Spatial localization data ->
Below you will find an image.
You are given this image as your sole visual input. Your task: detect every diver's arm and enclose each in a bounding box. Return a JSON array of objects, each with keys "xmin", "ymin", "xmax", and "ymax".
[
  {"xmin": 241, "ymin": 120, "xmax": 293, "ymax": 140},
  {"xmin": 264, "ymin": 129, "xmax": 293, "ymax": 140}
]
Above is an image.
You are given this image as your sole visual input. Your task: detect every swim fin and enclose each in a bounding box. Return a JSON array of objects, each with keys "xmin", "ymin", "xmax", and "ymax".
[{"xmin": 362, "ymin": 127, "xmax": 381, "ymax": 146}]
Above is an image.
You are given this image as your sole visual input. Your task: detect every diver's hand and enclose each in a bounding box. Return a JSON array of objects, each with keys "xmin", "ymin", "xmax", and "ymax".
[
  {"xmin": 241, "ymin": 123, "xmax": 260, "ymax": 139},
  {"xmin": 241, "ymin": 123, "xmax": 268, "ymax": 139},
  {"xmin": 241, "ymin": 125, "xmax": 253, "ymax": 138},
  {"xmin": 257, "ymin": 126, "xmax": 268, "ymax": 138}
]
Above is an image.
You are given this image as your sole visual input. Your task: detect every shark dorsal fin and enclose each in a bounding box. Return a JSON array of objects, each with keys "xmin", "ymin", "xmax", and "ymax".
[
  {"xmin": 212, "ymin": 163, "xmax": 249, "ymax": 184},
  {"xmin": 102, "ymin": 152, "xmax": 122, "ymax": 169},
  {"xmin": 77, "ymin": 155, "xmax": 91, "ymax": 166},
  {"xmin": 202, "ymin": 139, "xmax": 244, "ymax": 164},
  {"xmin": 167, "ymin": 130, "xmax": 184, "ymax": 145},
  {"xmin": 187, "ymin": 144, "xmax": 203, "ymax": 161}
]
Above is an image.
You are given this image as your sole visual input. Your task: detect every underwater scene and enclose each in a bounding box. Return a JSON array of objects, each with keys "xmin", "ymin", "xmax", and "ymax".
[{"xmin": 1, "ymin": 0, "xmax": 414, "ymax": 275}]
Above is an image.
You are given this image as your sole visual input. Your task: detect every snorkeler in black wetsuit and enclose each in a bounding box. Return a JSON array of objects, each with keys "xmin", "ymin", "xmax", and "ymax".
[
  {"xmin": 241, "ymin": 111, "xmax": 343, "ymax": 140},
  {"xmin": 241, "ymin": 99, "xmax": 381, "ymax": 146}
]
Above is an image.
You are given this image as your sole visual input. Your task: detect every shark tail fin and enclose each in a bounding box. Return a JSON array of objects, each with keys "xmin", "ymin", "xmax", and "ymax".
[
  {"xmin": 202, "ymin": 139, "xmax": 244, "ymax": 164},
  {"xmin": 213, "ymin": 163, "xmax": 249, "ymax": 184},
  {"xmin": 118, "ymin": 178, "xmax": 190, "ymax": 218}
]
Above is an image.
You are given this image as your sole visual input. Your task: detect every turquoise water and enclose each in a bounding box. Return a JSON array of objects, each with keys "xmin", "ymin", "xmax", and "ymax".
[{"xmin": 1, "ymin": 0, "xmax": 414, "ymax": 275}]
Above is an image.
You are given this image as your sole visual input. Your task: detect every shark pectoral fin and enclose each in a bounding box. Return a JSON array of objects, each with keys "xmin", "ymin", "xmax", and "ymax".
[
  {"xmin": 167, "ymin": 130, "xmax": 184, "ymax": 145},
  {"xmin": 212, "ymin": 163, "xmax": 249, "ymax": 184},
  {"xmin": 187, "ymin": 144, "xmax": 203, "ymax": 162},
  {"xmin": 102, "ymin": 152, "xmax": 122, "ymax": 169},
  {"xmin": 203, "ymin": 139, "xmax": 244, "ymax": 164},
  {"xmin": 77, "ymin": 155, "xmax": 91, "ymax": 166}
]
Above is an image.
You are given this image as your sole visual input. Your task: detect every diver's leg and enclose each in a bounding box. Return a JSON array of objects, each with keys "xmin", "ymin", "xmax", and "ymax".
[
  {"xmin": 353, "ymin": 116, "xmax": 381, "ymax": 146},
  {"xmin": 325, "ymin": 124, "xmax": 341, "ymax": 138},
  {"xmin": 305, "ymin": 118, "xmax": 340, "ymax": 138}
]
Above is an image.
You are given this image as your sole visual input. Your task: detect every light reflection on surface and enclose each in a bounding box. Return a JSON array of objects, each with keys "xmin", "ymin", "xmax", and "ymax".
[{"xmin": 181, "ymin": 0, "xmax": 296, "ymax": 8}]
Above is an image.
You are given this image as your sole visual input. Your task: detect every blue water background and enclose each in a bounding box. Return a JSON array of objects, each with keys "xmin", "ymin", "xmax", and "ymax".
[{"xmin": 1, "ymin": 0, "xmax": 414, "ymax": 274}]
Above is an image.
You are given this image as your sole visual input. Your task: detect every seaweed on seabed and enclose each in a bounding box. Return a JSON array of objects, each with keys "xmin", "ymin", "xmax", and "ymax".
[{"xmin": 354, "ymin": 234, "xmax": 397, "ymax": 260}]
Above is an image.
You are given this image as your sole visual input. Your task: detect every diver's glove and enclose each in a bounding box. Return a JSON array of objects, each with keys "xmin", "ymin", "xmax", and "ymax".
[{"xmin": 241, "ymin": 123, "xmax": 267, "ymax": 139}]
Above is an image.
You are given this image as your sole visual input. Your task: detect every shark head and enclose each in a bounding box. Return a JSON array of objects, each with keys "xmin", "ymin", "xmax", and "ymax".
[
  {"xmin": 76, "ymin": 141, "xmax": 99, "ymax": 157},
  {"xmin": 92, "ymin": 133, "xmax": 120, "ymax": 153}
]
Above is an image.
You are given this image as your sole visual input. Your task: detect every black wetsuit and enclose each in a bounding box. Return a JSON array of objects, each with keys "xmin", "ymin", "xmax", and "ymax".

About this exercise ->
Every record above must be printed again exactly as it stands.

Response below ->
Below you will find an image.
You are given this image as your sole visual input. Your task: detect every diver's arm and enclose each in a bounding box. Return a JSON array of objects, each with keys "xmin", "ymin", "xmax", and "ymax".
[
  {"xmin": 241, "ymin": 120, "xmax": 293, "ymax": 140},
  {"xmin": 264, "ymin": 129, "xmax": 293, "ymax": 140}
]
Above is an image.
You are given this image as your sole visual input. Your task: detect every swim fin and enclose each in a bounding box. Return a JSON array of objects, each with keys "xmin", "ymin", "xmax", and "ymax".
[{"xmin": 362, "ymin": 127, "xmax": 381, "ymax": 146}]
Above is an image.
You are given this image as your sole visual input. Your task: detect every diver's hand and enclose each in a bounding box. Return a JSON array of objects, each with keys "xmin", "ymin", "xmax", and "ymax".
[
  {"xmin": 241, "ymin": 123, "xmax": 260, "ymax": 139},
  {"xmin": 241, "ymin": 123, "xmax": 268, "ymax": 139},
  {"xmin": 241, "ymin": 125, "xmax": 253, "ymax": 138},
  {"xmin": 257, "ymin": 126, "xmax": 268, "ymax": 138}
]
Above is an image.
You are given this image as your sole visual input. Your task: detect every shark dorsal fin and enclose each in a bounding box. Return a JSON array of objects, each with keys "xmin", "ymin", "xmax", and "ymax".
[
  {"xmin": 212, "ymin": 163, "xmax": 249, "ymax": 184},
  {"xmin": 102, "ymin": 152, "xmax": 122, "ymax": 169},
  {"xmin": 77, "ymin": 155, "xmax": 91, "ymax": 166},
  {"xmin": 202, "ymin": 139, "xmax": 244, "ymax": 164},
  {"xmin": 167, "ymin": 130, "xmax": 184, "ymax": 145},
  {"xmin": 187, "ymin": 144, "xmax": 203, "ymax": 161}
]
Above is an image.
You are given this image as your sole visual input. Your task: detect every underwater scene and enclose each in a bounding box. Return a JSON array of objects, each with keys "xmin", "ymin", "xmax", and "ymax".
[{"xmin": 1, "ymin": 0, "xmax": 414, "ymax": 275}]
Above is an image.
You are given this image as your sole visual input. Your task: detect every snorkeler in black wetsuit and enclose each in a bounding box. Return a JSON array of objects, each with keys "xmin", "ymin", "xmax", and "ymax".
[
  {"xmin": 241, "ymin": 111, "xmax": 343, "ymax": 140},
  {"xmin": 241, "ymin": 99, "xmax": 381, "ymax": 146}
]
Above is an image.
You are given this image as your sole visual input. Your task: detect every shark tail fin and enclose each in a bounding box. Return a JSON array of objects, each with keys "xmin", "ymin", "xmax", and "ymax".
[
  {"xmin": 202, "ymin": 139, "xmax": 244, "ymax": 164},
  {"xmin": 213, "ymin": 163, "xmax": 249, "ymax": 184},
  {"xmin": 118, "ymin": 178, "xmax": 190, "ymax": 218}
]
Above is an image.
You are given this image as your sole visual input. Your task: detect every turquoise water and enclose each in a bounding box. Return a JSON array of objects, each with keys "xmin", "ymin", "xmax", and "ymax".
[{"xmin": 1, "ymin": 0, "xmax": 414, "ymax": 275}]
Above is an image.
You are given this image as your sole visual input. Your task: detect every shark pectoral fin and enclose each in a bounding box. Return a JSON array of objects, each with keys "xmin", "ymin", "xmax", and "ymax".
[
  {"xmin": 167, "ymin": 130, "xmax": 184, "ymax": 145},
  {"xmin": 212, "ymin": 163, "xmax": 249, "ymax": 184},
  {"xmin": 187, "ymin": 144, "xmax": 203, "ymax": 162},
  {"xmin": 102, "ymin": 152, "xmax": 122, "ymax": 169},
  {"xmin": 203, "ymin": 139, "xmax": 244, "ymax": 164},
  {"xmin": 77, "ymin": 155, "xmax": 91, "ymax": 166}
]
Above is an image.
You are given this image as your sole visual input. Your task: detect every diver's leg and enclose each in a bounding box. Return a JSON array of objects, each with keys "xmin", "ymin", "xmax", and "ymax".
[
  {"xmin": 353, "ymin": 116, "xmax": 381, "ymax": 146},
  {"xmin": 325, "ymin": 124, "xmax": 341, "ymax": 138},
  {"xmin": 305, "ymin": 118, "xmax": 340, "ymax": 138}
]
Above is an image.
You are given this image as your sole visual input. Your task: detect every light reflection on surface and enclose each in a bounding box. Return a JSON array of objects, each with keys "xmin", "ymin", "xmax", and "ymax".
[{"xmin": 181, "ymin": 0, "xmax": 296, "ymax": 8}]
Above is an image.
You are given this image as your sole visual input. Your task: detect every blue water background and enclose each in a bounding box. Return a JSON array of objects, each with keys "xmin", "ymin", "xmax", and "ymax".
[{"xmin": 1, "ymin": 0, "xmax": 414, "ymax": 274}]
Above is an image.
You are given this image as your sole visual input. Your task: detect every seaweed on seabed and enclose each in a bounding box. Return a JSON array of objects, each with keys "xmin", "ymin", "xmax", and "ymax".
[{"xmin": 354, "ymin": 234, "xmax": 397, "ymax": 260}]
Above is an image.
You are given this image as your sole visual input. Your task: detect every diver's glove and enclose each in a bounding box. Return a JSON array of objects, each with keys "xmin", "ymin", "xmax", and "ymax".
[{"xmin": 241, "ymin": 123, "xmax": 267, "ymax": 139}]
Above is an image.
You are given this image as your sole visual input. Your task: detect every shark head and enclose each in a bounding box. Return a JSON array of objects, each with keys "xmin", "ymin", "xmax", and "ymax".
[
  {"xmin": 76, "ymin": 141, "xmax": 99, "ymax": 157},
  {"xmin": 92, "ymin": 133, "xmax": 120, "ymax": 153}
]
Above is an image.
You are given this image as your sole visual input. Your task: detect every black wetsuit and enclose each in a bounding box. Return a JSON array of objects, each with keys "xmin", "ymin", "xmax", and "ymax".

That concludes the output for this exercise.